TASK REQUIREMENTS → Locate each line in the rows below that contains the word "concrete" with matching case, and copy those lines out in full.

RECORDS SUPPLIED →
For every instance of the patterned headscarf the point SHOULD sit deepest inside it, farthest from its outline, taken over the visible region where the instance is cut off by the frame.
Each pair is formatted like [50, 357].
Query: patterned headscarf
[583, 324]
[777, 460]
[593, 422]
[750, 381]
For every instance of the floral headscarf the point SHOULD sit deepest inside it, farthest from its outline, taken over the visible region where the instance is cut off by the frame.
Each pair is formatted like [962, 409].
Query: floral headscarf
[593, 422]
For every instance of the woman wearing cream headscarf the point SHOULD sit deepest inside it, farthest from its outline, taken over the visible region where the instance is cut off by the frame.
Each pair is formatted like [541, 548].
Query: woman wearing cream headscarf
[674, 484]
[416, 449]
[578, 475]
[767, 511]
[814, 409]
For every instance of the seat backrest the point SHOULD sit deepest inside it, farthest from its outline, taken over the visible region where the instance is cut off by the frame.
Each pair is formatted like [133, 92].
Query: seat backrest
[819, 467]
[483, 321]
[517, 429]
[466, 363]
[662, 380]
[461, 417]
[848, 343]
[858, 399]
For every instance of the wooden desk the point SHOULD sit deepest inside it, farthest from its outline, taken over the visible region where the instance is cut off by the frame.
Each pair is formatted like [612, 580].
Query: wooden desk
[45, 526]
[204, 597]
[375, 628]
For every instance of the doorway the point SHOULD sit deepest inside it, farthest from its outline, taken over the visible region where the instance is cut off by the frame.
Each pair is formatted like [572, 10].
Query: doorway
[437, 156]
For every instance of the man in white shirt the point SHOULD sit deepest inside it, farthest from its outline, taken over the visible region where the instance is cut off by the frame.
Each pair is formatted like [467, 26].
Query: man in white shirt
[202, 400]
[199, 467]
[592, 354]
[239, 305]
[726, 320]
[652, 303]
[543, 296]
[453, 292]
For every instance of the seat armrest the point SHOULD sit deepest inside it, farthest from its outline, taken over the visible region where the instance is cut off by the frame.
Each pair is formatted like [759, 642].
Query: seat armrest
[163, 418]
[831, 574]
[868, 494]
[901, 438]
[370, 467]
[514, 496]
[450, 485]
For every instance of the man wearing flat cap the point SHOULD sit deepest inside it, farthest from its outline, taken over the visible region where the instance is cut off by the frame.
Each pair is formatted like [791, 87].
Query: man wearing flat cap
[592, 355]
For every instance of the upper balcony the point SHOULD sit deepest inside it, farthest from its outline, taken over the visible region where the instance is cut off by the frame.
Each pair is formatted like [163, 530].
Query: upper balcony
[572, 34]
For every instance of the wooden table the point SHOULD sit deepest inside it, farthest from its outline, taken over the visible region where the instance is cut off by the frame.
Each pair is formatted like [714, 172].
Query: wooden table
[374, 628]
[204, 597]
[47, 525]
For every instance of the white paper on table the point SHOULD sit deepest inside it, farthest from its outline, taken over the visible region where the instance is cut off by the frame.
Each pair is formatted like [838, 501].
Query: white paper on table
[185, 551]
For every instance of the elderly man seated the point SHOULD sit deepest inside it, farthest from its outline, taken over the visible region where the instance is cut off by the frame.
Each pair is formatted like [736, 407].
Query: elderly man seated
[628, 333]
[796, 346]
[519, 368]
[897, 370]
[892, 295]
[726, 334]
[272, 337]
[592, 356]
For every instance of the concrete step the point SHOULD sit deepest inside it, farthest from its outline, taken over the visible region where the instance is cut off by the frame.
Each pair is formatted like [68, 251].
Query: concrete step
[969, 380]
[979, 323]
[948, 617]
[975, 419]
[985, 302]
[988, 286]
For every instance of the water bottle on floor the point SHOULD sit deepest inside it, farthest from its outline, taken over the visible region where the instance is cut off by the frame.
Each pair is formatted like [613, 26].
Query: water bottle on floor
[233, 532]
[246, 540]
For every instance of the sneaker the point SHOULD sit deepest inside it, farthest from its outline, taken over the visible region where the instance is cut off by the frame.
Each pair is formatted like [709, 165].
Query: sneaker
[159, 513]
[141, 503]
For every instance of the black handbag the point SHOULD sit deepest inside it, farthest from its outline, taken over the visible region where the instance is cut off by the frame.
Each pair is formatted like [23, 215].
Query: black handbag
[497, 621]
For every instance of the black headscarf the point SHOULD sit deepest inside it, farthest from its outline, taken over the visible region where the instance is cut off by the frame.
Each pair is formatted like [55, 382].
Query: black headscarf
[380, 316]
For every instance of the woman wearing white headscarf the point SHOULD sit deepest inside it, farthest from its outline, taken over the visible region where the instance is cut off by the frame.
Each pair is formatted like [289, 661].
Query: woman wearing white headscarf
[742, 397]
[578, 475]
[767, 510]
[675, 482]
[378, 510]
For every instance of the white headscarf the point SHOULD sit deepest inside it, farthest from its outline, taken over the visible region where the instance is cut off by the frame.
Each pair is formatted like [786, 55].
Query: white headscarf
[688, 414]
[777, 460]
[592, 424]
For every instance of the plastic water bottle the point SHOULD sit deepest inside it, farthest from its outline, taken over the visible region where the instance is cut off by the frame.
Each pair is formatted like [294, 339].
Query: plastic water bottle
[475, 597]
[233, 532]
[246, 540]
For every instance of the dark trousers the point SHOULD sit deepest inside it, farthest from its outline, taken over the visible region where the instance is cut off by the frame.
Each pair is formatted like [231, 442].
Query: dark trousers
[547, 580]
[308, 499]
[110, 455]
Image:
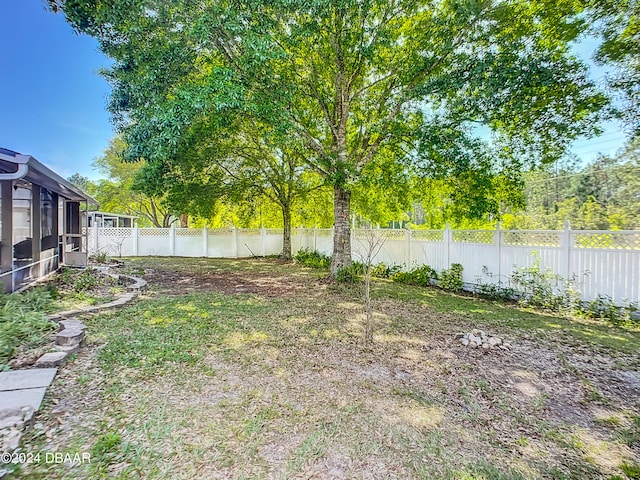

SOLVED EXERCISE →
For every instance of the concrete step the point SHOULD sit deepest inside it, farthest from its outline, taken over the visible region where the instance is cut off by the frame.
Query: concrete step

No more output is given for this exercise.